In the entries below, find the lines with the word "branch" and copy them.

===============

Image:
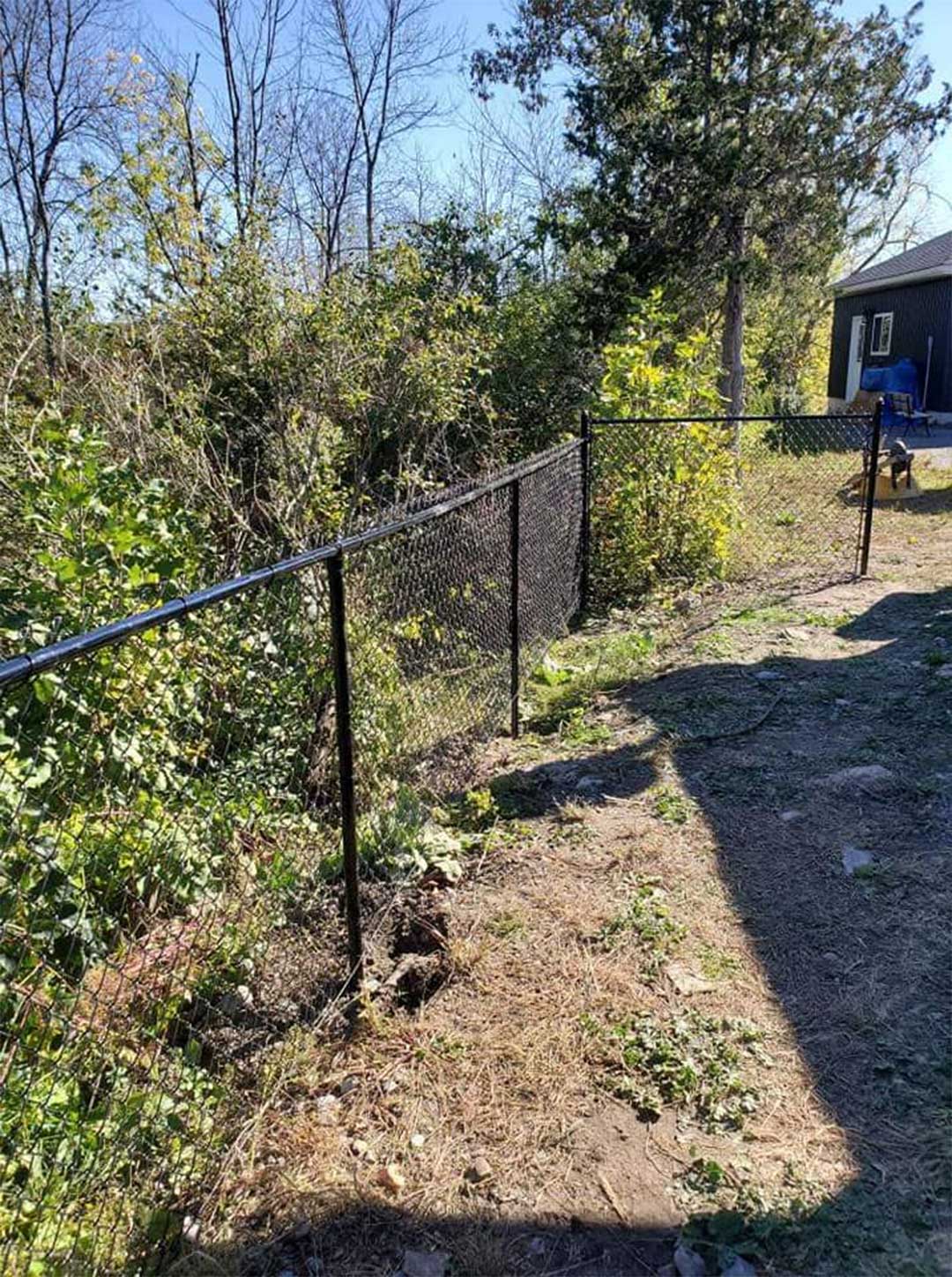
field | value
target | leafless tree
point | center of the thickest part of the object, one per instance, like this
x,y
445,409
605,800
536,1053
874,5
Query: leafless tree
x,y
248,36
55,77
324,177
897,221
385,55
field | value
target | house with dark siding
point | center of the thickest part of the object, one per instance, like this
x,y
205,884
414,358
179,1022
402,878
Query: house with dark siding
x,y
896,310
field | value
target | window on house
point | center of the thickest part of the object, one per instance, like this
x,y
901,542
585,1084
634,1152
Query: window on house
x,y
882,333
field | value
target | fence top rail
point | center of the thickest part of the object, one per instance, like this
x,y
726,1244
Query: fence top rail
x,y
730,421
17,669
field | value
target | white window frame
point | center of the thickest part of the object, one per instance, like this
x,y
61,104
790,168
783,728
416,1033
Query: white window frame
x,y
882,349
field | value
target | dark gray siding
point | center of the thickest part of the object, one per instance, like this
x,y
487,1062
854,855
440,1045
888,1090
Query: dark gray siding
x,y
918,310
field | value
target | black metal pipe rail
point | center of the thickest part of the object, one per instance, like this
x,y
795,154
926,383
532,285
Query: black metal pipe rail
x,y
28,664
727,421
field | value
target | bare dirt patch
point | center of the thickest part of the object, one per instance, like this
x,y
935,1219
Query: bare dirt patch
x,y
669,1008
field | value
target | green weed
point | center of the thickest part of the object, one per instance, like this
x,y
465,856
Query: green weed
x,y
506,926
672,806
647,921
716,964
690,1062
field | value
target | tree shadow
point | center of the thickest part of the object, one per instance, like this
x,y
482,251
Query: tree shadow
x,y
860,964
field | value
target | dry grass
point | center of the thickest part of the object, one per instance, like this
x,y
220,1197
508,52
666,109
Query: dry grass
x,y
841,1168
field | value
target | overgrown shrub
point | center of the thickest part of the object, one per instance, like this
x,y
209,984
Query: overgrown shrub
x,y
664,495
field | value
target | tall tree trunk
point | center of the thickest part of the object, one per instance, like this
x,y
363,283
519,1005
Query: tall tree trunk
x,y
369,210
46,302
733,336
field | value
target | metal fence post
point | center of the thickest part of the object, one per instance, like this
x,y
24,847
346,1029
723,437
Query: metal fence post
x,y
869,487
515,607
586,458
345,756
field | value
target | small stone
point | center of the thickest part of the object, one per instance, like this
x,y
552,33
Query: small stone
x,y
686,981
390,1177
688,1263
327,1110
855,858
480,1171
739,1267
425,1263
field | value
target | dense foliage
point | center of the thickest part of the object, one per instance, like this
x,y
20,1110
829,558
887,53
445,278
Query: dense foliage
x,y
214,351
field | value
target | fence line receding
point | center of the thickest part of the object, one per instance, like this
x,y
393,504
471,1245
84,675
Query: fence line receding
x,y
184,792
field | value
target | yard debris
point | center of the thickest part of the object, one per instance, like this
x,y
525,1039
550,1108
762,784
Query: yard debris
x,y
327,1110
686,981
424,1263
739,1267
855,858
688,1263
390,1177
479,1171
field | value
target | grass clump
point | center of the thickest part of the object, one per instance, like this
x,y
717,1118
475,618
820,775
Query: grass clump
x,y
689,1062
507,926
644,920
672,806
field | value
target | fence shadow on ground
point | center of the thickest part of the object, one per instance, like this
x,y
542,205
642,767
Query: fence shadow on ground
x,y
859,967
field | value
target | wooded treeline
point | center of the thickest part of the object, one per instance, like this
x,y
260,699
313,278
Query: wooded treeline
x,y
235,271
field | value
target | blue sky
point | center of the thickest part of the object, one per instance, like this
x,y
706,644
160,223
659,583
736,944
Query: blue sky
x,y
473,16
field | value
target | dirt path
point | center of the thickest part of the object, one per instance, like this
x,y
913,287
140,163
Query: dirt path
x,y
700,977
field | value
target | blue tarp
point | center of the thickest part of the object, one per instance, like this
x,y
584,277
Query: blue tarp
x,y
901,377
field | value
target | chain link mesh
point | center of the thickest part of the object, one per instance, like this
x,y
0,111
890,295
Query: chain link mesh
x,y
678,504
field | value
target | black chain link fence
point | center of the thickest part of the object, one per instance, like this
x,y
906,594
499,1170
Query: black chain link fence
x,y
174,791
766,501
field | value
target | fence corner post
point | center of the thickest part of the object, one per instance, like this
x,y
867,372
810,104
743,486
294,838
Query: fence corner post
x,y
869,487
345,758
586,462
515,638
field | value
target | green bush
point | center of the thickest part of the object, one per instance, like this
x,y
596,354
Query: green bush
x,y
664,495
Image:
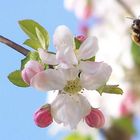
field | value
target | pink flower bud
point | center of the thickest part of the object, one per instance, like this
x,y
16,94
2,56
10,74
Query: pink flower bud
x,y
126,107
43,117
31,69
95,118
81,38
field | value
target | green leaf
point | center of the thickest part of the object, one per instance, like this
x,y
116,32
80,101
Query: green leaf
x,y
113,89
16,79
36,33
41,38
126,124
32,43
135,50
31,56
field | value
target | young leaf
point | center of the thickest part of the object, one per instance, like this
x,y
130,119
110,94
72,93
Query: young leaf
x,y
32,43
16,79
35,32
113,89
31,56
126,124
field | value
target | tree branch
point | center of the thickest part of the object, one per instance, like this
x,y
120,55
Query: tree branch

===============

▶ **Result of the task**
target | tree branch
Query: tree branch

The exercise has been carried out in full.